→ **PASSAGE**
::::

Singapore’s central bank said local lenders will offer additional relief for consumers and companies battered by the sharp economic slowdown, including a freeze on mortgage and business loan payments and cuts to credit card rates.
Banks and finance companies can defer both principal and interest payments for qualified clients with residential mortgages through December 31, the Monetary Authority of Singapore said in a statement yesterday.
Small and medium-sized firms can opt to defer principal payments on their secured term loans until the end of the year, the MAS said.
The central bank’s latest loan relief adds to several other fiscal and monetary measures the city state is employing after the coronavirus pandemic induced the worst economic downturn in a decade in the first quarter.
More than S$40bn ($28bn) of existing loan facilities to small businesses will likely qualify for the relief plan.
“The shock to the economy from the Covid-19 outbreak is unprecedented,” Samuel Tsien, chairman of the Association of Banks in Singapore, said in the statement. “We must take extraordinary measures to address not just a health crisis, but what has developed to become a deep global economic crisis.”

::::

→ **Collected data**
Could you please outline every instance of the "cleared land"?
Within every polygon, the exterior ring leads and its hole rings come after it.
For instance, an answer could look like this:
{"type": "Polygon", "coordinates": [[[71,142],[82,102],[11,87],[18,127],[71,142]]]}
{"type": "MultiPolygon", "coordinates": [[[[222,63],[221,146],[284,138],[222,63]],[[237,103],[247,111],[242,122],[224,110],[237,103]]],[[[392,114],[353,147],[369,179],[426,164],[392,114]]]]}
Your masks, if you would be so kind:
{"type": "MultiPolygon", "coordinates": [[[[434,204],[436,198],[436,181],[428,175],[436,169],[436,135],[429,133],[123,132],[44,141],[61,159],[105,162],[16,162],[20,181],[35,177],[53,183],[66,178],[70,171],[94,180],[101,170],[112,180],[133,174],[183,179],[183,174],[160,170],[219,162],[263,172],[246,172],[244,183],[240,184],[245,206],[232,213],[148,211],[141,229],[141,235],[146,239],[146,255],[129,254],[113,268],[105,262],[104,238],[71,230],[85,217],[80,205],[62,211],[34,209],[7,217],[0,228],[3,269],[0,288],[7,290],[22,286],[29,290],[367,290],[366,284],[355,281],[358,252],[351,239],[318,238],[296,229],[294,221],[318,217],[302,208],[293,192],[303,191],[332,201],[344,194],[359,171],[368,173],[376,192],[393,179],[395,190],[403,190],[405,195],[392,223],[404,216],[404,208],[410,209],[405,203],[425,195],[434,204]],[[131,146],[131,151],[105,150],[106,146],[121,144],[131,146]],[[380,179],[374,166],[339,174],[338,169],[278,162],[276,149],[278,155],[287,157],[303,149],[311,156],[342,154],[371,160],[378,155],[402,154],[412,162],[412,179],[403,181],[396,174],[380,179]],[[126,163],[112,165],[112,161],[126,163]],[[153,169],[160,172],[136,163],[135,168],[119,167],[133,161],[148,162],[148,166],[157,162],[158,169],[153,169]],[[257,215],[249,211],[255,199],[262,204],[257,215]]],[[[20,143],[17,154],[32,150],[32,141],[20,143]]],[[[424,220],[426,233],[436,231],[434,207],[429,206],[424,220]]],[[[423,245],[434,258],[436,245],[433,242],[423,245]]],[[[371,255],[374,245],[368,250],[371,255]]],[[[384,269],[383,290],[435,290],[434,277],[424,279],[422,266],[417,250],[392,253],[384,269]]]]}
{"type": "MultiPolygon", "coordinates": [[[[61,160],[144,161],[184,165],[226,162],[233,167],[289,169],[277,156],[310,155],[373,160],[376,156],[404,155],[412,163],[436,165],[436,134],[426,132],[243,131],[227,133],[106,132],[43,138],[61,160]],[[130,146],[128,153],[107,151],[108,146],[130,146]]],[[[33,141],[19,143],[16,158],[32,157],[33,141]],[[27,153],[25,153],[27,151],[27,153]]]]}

::::

→ **WORK TO COMPLETE**
A – According to the passage on Singapore's loan relief, until what date can qualified clients with residential mortgages defer principal and interest payments?
B – Carry on the report on Singapore's loan relief measures from its last sentence.

→ **RESULTS FOR THE EXERCISE**
A – Through December 31.

B –
Given deep capital buffers, ample liquidity and low leverage, Singapore lenders “are well placed to not only ride out the economic storm caused by Covid-19, but also provide meaningful relief to individuals and SMEs affected by the crisis,” MAS managing director Ravi Menon said in the release.
DBS Group Holdings Ltd, Oversea-Chinese Banking Corp and United Overseas Bank Ltd, Singapore’s three largest lenders, are already taking steps to help small firms and individual clients by various measures that include deferring principal repayments and liquidity relief.
The new measures will also allow life and health insurance policy holders to defer premium payments for up to six months, while customers with property and auto insurance policies can set up an installment payment plan. “Deferring payments increases future obligations and hence borrowers and policy holders should weigh their options carefully,” the MAS said. “Financial institutions will process all applications expeditiously.”
Companies, including SMEs, holding general insurance policies that protect their business and property risks may apply to their insurer for installment payment plans.
Banks and finance companies may apply for low-cost funding through a new Singapore-dollars facility for loans granted under Enterprise Singapore. Homeowners can apply for up to nine months relief on principal payments and/or interest payments on their mortgages.
Interest will continue to accrue on the deferred principal amount.
Consumers with credit card balances whose income has been cut by 25% or more can apply for a term loan of as many as five years. The rate would be capped at 8%, compared with 26% typically charged.
Banks can also access the $60bn of MAS funding established on March 26 Deputy Prime Minister Heng Swee Keat last week unveiled a second fiscal support package of S$48bn to help businesses and consumers hurt by the virus outbreak.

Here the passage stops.